→ Given request: Restate the data below word for word. Skip any images it contains.

<<<<

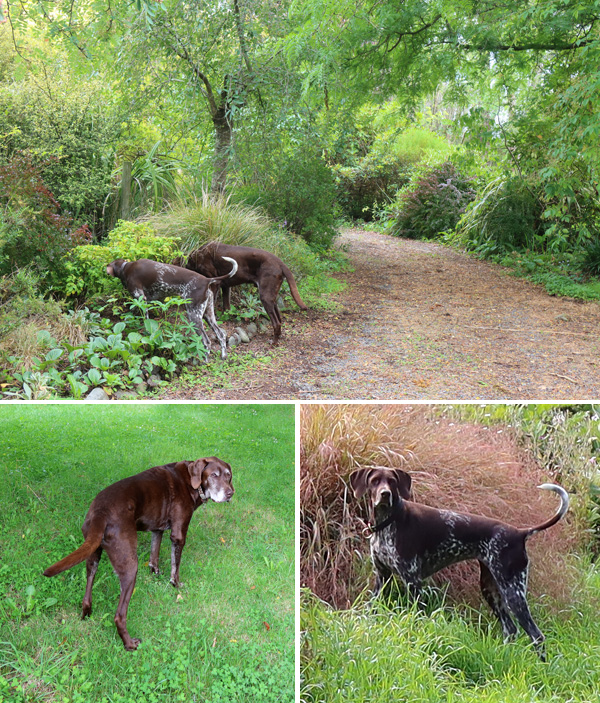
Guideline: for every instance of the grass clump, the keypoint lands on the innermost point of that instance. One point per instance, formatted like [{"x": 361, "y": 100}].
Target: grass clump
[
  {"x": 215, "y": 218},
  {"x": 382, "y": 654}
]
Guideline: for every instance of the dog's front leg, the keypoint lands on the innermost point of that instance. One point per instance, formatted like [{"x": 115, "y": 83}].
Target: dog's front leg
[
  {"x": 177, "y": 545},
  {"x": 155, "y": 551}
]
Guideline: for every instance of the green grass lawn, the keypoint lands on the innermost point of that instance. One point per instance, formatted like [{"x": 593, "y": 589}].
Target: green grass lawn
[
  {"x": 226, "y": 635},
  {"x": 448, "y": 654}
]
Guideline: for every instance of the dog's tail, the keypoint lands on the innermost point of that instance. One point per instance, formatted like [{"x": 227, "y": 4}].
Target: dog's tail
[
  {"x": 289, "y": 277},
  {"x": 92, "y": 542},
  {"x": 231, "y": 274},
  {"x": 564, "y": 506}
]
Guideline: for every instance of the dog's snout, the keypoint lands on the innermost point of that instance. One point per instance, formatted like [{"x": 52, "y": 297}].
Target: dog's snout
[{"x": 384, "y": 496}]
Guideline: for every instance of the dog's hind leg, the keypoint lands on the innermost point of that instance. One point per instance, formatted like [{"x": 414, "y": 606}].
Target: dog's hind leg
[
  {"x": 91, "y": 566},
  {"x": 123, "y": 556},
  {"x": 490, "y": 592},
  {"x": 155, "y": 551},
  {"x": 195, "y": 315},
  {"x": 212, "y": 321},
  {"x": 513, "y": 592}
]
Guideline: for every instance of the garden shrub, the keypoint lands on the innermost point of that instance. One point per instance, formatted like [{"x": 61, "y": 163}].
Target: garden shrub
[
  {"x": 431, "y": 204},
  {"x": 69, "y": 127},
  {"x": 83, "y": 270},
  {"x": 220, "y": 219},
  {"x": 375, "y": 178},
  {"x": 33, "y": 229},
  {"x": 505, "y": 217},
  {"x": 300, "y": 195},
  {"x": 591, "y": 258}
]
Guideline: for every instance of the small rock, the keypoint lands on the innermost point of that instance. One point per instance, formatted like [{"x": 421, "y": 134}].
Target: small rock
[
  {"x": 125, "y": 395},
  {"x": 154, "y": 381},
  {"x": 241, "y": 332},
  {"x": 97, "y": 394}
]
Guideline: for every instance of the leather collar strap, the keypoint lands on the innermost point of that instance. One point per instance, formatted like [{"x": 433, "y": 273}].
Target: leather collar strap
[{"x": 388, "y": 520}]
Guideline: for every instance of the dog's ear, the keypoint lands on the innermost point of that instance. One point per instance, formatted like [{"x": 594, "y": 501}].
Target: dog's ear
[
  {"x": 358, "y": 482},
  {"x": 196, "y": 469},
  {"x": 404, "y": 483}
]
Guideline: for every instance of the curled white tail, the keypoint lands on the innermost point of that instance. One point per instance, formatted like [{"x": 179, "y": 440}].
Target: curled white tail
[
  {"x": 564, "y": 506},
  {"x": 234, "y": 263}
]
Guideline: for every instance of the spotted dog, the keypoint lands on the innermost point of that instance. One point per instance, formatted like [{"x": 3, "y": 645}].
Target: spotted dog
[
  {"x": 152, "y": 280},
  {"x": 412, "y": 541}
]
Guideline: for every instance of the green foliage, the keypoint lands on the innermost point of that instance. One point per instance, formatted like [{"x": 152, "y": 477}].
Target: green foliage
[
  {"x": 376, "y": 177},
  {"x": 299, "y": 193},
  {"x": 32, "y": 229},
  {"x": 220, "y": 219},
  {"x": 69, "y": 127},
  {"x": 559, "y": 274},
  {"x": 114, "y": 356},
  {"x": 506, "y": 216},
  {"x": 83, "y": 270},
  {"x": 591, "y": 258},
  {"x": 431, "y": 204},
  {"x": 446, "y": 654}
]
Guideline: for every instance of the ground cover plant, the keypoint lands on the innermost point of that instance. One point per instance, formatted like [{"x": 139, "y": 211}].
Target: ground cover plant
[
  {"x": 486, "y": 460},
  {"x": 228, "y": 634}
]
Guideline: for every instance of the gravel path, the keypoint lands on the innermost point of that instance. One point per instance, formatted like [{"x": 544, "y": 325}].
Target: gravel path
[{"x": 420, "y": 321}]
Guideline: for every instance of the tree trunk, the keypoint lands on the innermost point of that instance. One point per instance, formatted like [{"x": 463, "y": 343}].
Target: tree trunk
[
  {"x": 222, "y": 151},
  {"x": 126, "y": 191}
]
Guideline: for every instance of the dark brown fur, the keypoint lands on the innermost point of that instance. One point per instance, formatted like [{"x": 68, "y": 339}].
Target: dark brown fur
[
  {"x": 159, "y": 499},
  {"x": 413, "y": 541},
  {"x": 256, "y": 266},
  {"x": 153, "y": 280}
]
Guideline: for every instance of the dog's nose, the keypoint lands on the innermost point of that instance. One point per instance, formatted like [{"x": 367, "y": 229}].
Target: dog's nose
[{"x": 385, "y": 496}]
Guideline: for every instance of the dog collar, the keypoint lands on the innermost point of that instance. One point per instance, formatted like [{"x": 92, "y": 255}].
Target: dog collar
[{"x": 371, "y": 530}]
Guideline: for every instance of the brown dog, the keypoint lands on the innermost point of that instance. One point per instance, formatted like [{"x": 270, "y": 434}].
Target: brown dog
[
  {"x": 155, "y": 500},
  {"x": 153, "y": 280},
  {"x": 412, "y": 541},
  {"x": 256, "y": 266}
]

>>>>

→ Task output:
Guideline: for every instance of the grass clump, the keypoint lands on the innermost point of that instance. One point per instance, formatted like [{"x": 361, "y": 100}].
Target: grass clump
[
  {"x": 215, "y": 218},
  {"x": 382, "y": 654}
]
Guideline: for every instance of the dog's front leg, the keypoint lands on the innermost point of that instance. One point per instance, formatted like [{"x": 115, "y": 83}].
Target: dog's front leg
[
  {"x": 177, "y": 545},
  {"x": 155, "y": 551}
]
Guideline: for every instance of the green grass lawn, the keypoint lands on the innermost point of that instance. One point per instance, formatted like [{"x": 593, "y": 589}].
Target: green grass lawn
[
  {"x": 226, "y": 635},
  {"x": 448, "y": 654}
]
Guideline: for every instance of the dog's tail, the keypoint lands on the innermost point of that instance. One point per instance, formatted like [{"x": 227, "y": 4}].
Target: dog's tail
[
  {"x": 289, "y": 277},
  {"x": 92, "y": 542},
  {"x": 231, "y": 274},
  {"x": 564, "y": 506}
]
Guideline: for every instance of the dog's snout, the keypoint lands on the innermost point of that instance. One point per instance, formatted like [{"x": 52, "y": 297}].
Target: dog's snout
[{"x": 384, "y": 496}]
Guideline: for every instance of the dog's hind leg, the keypoint lands on the innermost point of that instance. One point per instance, formatted like [{"x": 414, "y": 606}].
Target: dog's hind leg
[
  {"x": 91, "y": 566},
  {"x": 123, "y": 556},
  {"x": 490, "y": 592},
  {"x": 155, "y": 551},
  {"x": 195, "y": 315},
  {"x": 212, "y": 321},
  {"x": 513, "y": 592}
]
Guideline: for every instance of the garden shrub, the keypoint lands on the innermost point of that instance. One point per instance, formatted like [{"x": 61, "y": 163}].
Target: garden shrub
[
  {"x": 431, "y": 204},
  {"x": 69, "y": 127},
  {"x": 83, "y": 270},
  {"x": 220, "y": 219},
  {"x": 375, "y": 178},
  {"x": 33, "y": 229},
  {"x": 505, "y": 217},
  {"x": 300, "y": 195},
  {"x": 591, "y": 258}
]
Guideline: for every instance of the small rock, the keypoint lands on the innermost point of that instance. One point per instance, formatted like [{"x": 421, "y": 134}].
Target: small rock
[
  {"x": 125, "y": 395},
  {"x": 154, "y": 381},
  {"x": 241, "y": 332},
  {"x": 97, "y": 394}
]
Guideline: for every instance of the leather collar strap, the keypoint lands on the innermost point of that instance. One point per instance, formatted like [{"x": 433, "y": 273}].
Target: leather collar strap
[{"x": 388, "y": 520}]
Guideline: for every instance of the dog's ear, the keypoint lands on the innermost point of that instance. One point per instance, formatted like [{"x": 594, "y": 501}].
Target: dog's ear
[
  {"x": 358, "y": 482},
  {"x": 196, "y": 469},
  {"x": 404, "y": 483}
]
Guideline: for every instance of the curled white tail, the keypoint lands on the innermost point of that instance. One point per instance, formatted like [{"x": 179, "y": 440}].
Target: curled white tail
[
  {"x": 564, "y": 506},
  {"x": 234, "y": 263}
]
Guideline: for every instance of the spotted dog, the keypoint lands on the innermost point of that instance. One point per instance, formatted like [{"x": 3, "y": 645}].
Target: spotted dog
[
  {"x": 152, "y": 280},
  {"x": 412, "y": 541}
]
Guideline: for every instance of the green foliage, the keypoint lands on the innermost point of that instance. One point per instance, formatted like [{"x": 152, "y": 477}].
Target: green foliage
[
  {"x": 376, "y": 177},
  {"x": 299, "y": 193},
  {"x": 32, "y": 229},
  {"x": 220, "y": 219},
  {"x": 69, "y": 127},
  {"x": 559, "y": 274},
  {"x": 114, "y": 356},
  {"x": 506, "y": 216},
  {"x": 83, "y": 270},
  {"x": 591, "y": 258},
  {"x": 431, "y": 204},
  {"x": 446, "y": 654}
]
Guideline: for every instance of the ground cover plant, the keypoint lands on the innermost point of that instance. One point per instance, formatted like [{"x": 139, "y": 211}].
Target: ground cover plant
[
  {"x": 486, "y": 460},
  {"x": 228, "y": 634}
]
Guideline: for every instance of the gravel path, the keypoint lands on the innermost point of that instance. One point per instance, formatted like [{"x": 544, "y": 325}].
Target: gravel path
[{"x": 420, "y": 321}]
Guideline: for every instance of the tree trunk, the keypoint lands on the innermost point of that instance. One point per instance, formatted like [{"x": 463, "y": 343}].
Target: tree trunk
[
  {"x": 222, "y": 151},
  {"x": 126, "y": 191}
]
Guideline: for every instance of the dark brown fur, the keypoint lands on the innermost point of that instance. One point per instance, formatted like [{"x": 68, "y": 339}].
Target: dark brown fur
[
  {"x": 159, "y": 499},
  {"x": 413, "y": 541},
  {"x": 256, "y": 266},
  {"x": 153, "y": 280}
]
Guideline: for every instance of the dog's nose, the keypoint lands on the innermost point of that instance. One point per instance, formatted like [{"x": 367, "y": 229}].
Target: dog's nose
[{"x": 385, "y": 496}]
Guideline: for every instance of the dog collar, the keypoint lands on the innermost point of that instance. One point per instance, formatted like [{"x": 92, "y": 255}].
Target: dog collar
[{"x": 371, "y": 530}]
Guideline: for every instance of the brown dog, the keypoint lands on the innermost point of that instance. One point per instance, formatted like [{"x": 270, "y": 434}].
Target: brown dog
[
  {"x": 155, "y": 500},
  {"x": 153, "y": 280},
  {"x": 412, "y": 541},
  {"x": 256, "y": 266}
]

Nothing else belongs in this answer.